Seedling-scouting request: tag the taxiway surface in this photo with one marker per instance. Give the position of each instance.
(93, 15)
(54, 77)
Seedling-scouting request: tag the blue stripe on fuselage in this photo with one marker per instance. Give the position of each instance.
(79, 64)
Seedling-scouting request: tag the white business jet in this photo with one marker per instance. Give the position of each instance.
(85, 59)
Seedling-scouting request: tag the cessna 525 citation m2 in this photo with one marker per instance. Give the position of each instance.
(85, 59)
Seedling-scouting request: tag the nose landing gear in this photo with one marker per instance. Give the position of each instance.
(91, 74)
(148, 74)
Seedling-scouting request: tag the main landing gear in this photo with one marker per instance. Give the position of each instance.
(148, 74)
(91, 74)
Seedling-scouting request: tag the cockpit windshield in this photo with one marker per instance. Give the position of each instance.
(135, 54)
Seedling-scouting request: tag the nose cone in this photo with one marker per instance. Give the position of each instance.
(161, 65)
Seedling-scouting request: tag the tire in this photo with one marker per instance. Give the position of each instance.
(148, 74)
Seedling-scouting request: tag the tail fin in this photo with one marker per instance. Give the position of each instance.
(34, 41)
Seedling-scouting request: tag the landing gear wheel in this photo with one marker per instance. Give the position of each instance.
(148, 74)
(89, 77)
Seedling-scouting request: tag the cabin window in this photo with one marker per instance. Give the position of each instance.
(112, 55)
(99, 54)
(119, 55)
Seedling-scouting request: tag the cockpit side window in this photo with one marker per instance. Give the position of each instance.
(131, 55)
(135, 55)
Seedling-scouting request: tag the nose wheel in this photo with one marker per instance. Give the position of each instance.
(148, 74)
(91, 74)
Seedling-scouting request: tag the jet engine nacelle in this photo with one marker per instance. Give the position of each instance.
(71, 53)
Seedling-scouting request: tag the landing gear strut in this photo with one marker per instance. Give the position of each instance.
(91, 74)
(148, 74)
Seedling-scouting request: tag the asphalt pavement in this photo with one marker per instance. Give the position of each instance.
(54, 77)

· · · ·

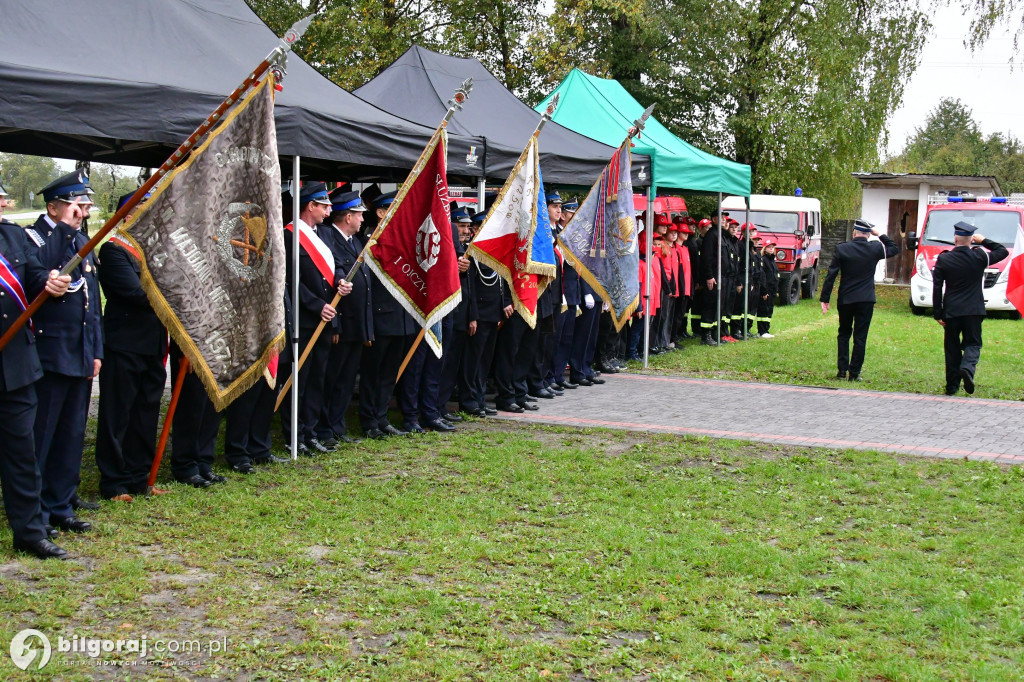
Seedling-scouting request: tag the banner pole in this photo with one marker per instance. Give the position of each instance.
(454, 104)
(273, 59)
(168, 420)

· · · ·

■ **REQUEST**: Find each line in the items above that contains the word "nose", and copy those lines out.

■ **SOLUTION BELOW**:
Seedling-scouting request: tag the nose landing gear in this photo with one marker per instance. Give the position of each instance.
Seedling-scouting request: tag the nose cone in this photo with one marker per instance. Give the position of each instance.
Seedling-scouting request: tag the nose wheel in this photo with one marker per instance. Give the position of each instance.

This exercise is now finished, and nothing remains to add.